▶ _THE PROBLEM_
Reproduce all the entries exactly.

________________

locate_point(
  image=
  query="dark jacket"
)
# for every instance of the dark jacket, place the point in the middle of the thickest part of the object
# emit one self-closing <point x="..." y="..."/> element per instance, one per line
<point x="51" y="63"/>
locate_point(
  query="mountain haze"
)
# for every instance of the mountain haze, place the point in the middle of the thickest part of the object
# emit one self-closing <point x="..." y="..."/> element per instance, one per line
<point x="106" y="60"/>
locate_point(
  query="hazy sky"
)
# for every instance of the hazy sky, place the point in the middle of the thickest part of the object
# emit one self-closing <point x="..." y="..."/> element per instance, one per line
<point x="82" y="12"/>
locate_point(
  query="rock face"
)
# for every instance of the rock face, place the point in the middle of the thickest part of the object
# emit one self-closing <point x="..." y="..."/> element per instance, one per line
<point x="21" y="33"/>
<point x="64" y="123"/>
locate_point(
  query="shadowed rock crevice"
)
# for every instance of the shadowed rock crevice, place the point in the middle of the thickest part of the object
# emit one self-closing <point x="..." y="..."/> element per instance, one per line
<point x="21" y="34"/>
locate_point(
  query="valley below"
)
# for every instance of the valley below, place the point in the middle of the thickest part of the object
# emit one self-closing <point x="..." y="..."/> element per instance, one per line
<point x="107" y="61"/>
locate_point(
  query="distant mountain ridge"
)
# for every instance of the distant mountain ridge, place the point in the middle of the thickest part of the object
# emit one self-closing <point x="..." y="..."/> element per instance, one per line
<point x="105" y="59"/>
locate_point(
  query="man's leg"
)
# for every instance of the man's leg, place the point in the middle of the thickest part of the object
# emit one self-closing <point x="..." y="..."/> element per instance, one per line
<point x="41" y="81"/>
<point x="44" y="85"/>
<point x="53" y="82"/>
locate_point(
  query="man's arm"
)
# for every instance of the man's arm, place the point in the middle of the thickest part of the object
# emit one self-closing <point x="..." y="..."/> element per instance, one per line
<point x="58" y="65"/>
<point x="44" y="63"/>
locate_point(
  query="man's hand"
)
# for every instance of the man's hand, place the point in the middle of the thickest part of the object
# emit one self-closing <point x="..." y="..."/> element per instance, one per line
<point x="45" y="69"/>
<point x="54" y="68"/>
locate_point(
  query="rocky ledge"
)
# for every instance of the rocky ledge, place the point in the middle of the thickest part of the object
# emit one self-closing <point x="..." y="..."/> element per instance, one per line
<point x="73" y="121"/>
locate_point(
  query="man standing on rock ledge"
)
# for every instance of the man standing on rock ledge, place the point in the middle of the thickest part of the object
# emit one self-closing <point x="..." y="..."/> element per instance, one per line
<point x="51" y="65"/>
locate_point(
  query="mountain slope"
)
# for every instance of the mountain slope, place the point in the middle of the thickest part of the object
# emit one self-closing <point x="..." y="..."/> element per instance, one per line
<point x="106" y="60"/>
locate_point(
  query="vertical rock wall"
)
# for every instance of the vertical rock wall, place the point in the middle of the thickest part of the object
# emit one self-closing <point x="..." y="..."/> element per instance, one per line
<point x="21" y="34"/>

________________

▶ _RESULT OF THE TASK_
locate_point(
  image=
  query="dark jacket"
)
# for every instance of the dark jacket, place the point in the middle of the thickest part of the object
# emit one self-closing <point x="..." y="..."/> element per instance, one per line
<point x="51" y="63"/>
locate_point(
  query="mountain haze"
)
# for every instance of the mountain haze, place the point in the middle of the thickest part of the object
# emit one self-closing <point x="..." y="..."/> element per instance, one per line
<point x="106" y="60"/>
locate_point(
  query="hazy sky"
)
# for every instance of the hazy sky, place the point in the middle of the thickest part of the object
# emit one self-closing <point x="..." y="..."/> element per instance, one per line
<point x="82" y="12"/>
locate_point(
  query="rock face"
)
# for every instance of the rock face, place the point in the middle of the thickest part of the object
# emit one self-closing <point x="..." y="..."/> element per instance, one per line
<point x="21" y="33"/>
<point x="64" y="123"/>
locate_point(
  query="shadowed rock crevice"
)
# for every instance of the shadowed rock crevice, place the point in the middle of the thickest part of the object
# emit one self-closing <point x="..." y="..."/> element per instance, one per line
<point x="21" y="34"/>
locate_point(
  query="valley below"
)
# for every instance of the valley below, place the point in the middle of the thickest part of the object
# emit one self-closing <point x="..." y="..."/> element per instance, one per line
<point x="107" y="61"/>
locate_point(
  query="distant mountain ridge"
)
# for every instance of the distant mountain ridge, place the point in the middle of the thickest part of the object
# emit one self-closing <point x="..." y="..."/> element per instance, one per line
<point x="105" y="59"/>
locate_point(
  query="man's leg"
)
# for every instance of the man's leg, place the point in the middle of the thickest part of the object
# emit one self-closing <point x="..." y="..."/> element per instance, one per line
<point x="41" y="81"/>
<point x="44" y="85"/>
<point x="53" y="82"/>
locate_point(
  query="man's arm"
)
# for every instance of the man's arm, place the point in the middle of the thickest part of the object
# emit one self-closing <point x="..." y="..."/> element per instance, one per line
<point x="58" y="65"/>
<point x="44" y="63"/>
locate_point(
  query="man's hand"
)
# for every instance of the man's hand, place the point in the middle of the thickest part of the object
# emit one self-closing <point x="..." y="..."/> element per instance, one per line
<point x="45" y="69"/>
<point x="54" y="68"/>
locate_point(
  query="rocky ledge"
)
# for every instance of the rocky ledge, place the point in the middle of the thickest part of the object
# emit one self-closing <point x="..." y="..."/> element per instance, one per line
<point x="73" y="121"/>
locate_point(
  query="man standing on rock ledge"
)
# for every instance of the man standing on rock ledge, place the point in the middle of the thickest part of the object
# emit one self-closing <point x="..." y="..."/> element per instance, one per line
<point x="51" y="65"/>
locate_point(
  query="mountain slope"
)
# for every instance of the mountain slope, place the point in the middle of the thickest part of the object
# emit one self-closing <point x="..." y="..."/> element per instance, one per line
<point x="106" y="60"/>
locate_point(
  query="vertical rock wall"
)
# for every instance of the vertical rock wall, place the point in the middle of the thickest part of the object
# emit one self-closing <point x="..." y="..."/> element per instance, one per line
<point x="21" y="34"/>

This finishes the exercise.